Problem statement
Convert the material between the lines holding "Mark one point per instance of the white" and "(1412, 767)", inclusive, into a numbered list, leaving out any blank lines.

Input for this task
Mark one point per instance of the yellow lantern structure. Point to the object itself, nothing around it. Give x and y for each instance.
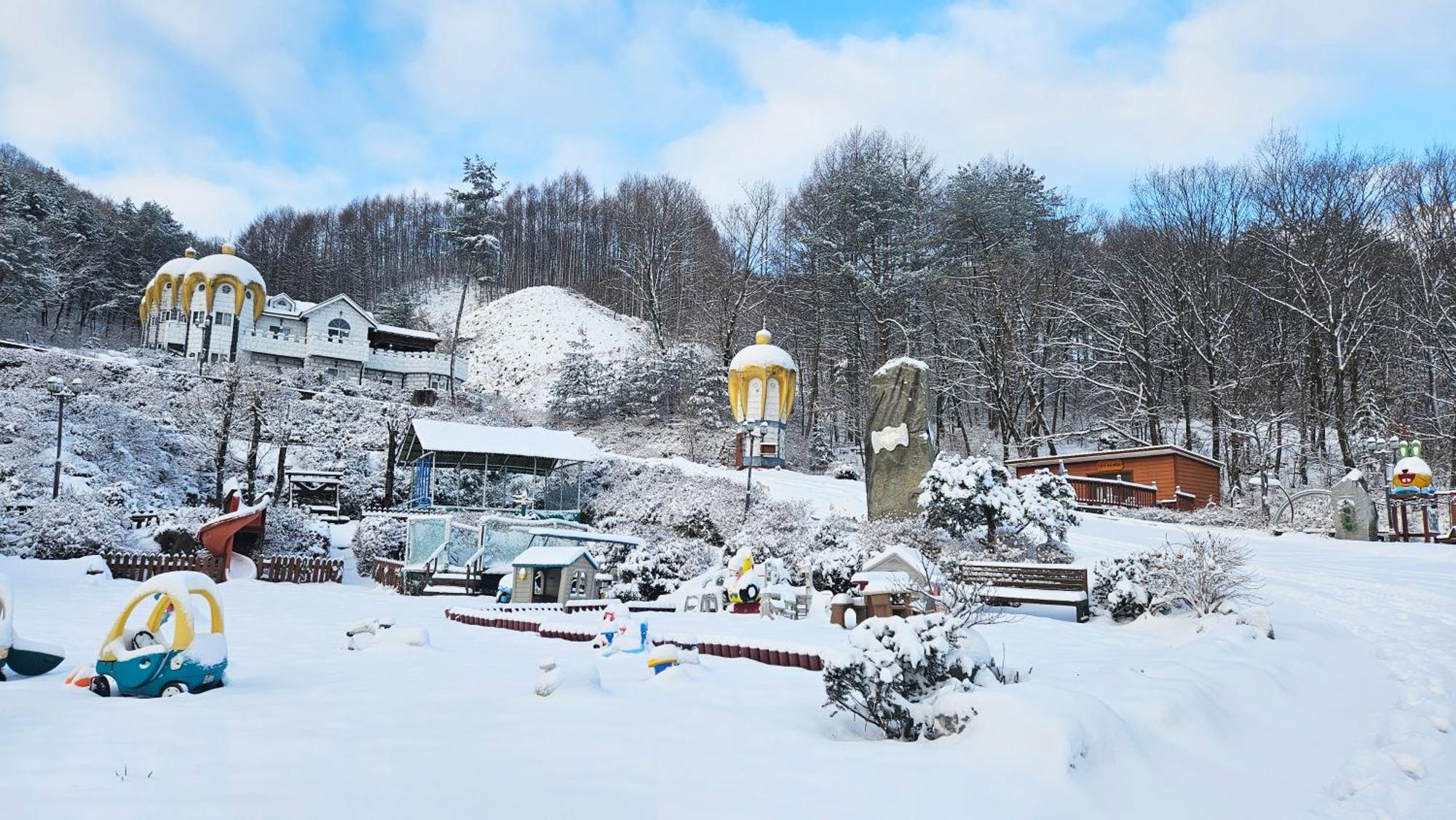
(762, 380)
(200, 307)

* * *

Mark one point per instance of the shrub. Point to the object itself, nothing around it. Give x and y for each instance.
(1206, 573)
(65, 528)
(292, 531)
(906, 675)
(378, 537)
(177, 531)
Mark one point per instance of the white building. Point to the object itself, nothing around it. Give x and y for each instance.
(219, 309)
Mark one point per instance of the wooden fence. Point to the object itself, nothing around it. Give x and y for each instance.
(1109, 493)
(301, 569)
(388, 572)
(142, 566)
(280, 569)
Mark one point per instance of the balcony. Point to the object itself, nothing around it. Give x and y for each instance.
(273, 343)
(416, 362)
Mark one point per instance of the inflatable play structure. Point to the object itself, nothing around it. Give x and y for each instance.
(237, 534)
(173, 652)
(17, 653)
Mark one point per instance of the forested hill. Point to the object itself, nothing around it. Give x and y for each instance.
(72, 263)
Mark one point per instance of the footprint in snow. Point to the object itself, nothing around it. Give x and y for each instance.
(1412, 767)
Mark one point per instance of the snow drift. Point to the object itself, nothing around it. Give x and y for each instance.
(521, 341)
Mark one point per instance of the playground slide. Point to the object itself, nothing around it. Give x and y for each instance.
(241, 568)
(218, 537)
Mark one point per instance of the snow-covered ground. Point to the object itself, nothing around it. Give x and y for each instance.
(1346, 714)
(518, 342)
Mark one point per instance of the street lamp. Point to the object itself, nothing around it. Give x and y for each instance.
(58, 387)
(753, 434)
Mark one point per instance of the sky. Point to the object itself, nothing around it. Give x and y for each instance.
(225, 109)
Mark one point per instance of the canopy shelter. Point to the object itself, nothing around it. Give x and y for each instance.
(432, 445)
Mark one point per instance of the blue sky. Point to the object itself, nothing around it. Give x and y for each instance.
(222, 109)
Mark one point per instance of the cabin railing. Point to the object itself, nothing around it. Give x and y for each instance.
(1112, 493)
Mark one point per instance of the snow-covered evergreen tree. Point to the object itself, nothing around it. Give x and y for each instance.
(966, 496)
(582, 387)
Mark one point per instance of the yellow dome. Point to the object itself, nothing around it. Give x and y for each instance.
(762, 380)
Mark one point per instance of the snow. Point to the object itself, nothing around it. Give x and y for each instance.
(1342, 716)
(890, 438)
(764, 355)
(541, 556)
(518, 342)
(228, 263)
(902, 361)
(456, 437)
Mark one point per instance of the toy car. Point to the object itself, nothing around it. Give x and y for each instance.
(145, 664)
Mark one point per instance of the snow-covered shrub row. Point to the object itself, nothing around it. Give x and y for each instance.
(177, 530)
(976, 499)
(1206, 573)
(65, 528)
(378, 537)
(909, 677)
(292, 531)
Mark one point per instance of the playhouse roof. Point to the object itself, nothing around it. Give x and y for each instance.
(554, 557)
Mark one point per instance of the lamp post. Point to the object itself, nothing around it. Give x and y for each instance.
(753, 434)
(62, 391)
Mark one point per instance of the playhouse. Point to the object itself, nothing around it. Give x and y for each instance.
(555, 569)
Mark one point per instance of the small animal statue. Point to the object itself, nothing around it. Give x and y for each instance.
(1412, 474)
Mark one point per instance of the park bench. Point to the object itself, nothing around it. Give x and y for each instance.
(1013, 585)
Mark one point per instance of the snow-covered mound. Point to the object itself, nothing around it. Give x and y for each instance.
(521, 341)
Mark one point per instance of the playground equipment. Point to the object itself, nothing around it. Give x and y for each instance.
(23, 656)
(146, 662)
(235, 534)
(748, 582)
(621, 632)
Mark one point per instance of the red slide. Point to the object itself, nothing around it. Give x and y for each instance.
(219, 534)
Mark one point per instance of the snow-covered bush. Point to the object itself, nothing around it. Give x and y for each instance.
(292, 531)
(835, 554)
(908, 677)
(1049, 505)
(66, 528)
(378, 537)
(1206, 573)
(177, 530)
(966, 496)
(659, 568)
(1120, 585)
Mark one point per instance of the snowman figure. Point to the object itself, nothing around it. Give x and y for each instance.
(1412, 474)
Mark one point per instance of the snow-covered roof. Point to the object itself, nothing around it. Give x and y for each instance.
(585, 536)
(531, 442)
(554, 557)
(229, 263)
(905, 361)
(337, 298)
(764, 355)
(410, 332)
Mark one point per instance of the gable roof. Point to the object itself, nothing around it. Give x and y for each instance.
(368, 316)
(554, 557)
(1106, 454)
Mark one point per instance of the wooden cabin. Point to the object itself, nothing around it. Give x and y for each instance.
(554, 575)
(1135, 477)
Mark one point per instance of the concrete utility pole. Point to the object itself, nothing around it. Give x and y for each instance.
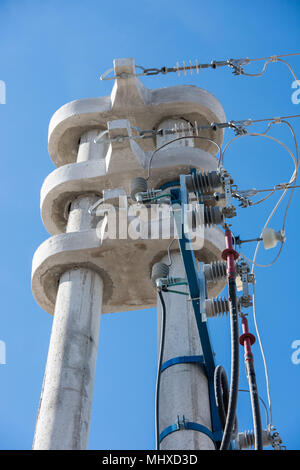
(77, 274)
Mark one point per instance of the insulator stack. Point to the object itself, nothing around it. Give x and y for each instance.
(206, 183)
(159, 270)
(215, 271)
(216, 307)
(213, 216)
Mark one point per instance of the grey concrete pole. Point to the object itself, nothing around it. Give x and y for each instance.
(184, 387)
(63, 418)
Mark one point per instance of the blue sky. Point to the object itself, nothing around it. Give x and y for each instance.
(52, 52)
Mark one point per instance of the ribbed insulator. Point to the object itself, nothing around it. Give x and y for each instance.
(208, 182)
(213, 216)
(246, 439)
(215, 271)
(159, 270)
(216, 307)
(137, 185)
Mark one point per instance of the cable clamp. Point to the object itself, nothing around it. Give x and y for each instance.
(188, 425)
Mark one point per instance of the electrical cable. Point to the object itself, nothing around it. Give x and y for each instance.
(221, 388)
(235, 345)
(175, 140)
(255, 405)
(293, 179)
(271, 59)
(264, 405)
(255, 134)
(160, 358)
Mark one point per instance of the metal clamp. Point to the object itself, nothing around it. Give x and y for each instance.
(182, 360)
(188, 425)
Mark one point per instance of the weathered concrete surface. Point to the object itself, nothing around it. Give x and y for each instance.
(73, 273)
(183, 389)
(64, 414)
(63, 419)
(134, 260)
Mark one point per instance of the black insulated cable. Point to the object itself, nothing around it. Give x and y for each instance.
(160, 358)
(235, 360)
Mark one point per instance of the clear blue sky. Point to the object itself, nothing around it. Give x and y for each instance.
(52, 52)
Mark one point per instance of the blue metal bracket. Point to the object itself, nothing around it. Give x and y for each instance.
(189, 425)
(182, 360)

Result of the exercise
1. Mark one point per instance of the white building. Point to the object itself, nothing around it. Give x and y for each instance.
2. (219, 309)
3. Mark one point per instance of the wooden fence. Point to the object itself, nothing around it. Give x and y for each instance.
4. (1109, 493)
5. (301, 569)
6. (388, 572)
7. (142, 566)
8. (280, 569)
9. Mark one point per instance of the balcony. Point to the object itself, nothing around it. Give x and y for each instance.
10. (273, 343)
11. (416, 362)
12. Mark one point per instance of the inflatable play structure. Point to the object itself, nothing around it. Give x and y for each instance.
13. (237, 534)
14. (173, 652)
15. (17, 653)
16. Mark one point per instance of the forested hill. Point to the object itself, nothing around it. Give x and y for each instance.
17. (72, 263)
18. Mark one point per instance of the footprint in snow. Point to the object itself, nothing around it. Give x and y for each instance.
19. (1412, 767)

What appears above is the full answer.